• [Written task]: Pick out and copy every line in the rows below that contains the word "camouflage". Only matches with the same letter case count.
______________________________
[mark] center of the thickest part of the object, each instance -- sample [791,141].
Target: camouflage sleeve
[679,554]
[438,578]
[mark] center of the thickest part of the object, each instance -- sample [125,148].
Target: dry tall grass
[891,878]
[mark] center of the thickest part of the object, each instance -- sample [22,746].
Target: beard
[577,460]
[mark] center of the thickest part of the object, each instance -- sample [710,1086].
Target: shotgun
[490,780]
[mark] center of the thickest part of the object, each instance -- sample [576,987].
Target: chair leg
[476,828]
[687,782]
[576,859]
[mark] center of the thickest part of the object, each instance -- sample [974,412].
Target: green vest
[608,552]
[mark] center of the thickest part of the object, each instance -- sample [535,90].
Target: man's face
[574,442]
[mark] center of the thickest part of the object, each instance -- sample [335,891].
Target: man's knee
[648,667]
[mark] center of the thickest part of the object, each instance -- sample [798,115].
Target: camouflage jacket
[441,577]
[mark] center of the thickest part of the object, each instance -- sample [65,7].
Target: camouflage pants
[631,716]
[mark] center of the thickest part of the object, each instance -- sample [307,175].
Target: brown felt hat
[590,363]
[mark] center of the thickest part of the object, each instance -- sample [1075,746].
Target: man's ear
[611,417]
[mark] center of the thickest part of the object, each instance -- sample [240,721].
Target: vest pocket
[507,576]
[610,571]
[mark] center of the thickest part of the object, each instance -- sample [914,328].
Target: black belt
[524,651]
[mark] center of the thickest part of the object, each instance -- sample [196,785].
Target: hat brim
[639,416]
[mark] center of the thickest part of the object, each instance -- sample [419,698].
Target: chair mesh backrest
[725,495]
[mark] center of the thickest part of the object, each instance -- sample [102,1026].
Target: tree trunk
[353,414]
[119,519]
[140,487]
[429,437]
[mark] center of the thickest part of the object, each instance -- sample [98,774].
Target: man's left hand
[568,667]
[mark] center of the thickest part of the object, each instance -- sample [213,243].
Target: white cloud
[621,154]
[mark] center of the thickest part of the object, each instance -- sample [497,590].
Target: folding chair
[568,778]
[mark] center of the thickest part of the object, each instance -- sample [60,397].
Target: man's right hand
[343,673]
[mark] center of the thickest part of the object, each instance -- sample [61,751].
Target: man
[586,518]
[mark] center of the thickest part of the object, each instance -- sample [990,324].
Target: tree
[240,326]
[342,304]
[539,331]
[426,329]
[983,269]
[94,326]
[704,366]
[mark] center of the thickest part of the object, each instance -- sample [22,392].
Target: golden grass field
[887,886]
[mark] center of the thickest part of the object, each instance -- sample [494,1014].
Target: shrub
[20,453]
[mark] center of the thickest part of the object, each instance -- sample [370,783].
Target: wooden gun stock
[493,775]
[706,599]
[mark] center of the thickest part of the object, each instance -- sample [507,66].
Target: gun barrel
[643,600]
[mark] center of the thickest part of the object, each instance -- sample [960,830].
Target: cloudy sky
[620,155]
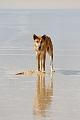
______________________________
• [Task output]:
Target: camouflage sleeve
Target: camouflage jacket
Target: camouflage pants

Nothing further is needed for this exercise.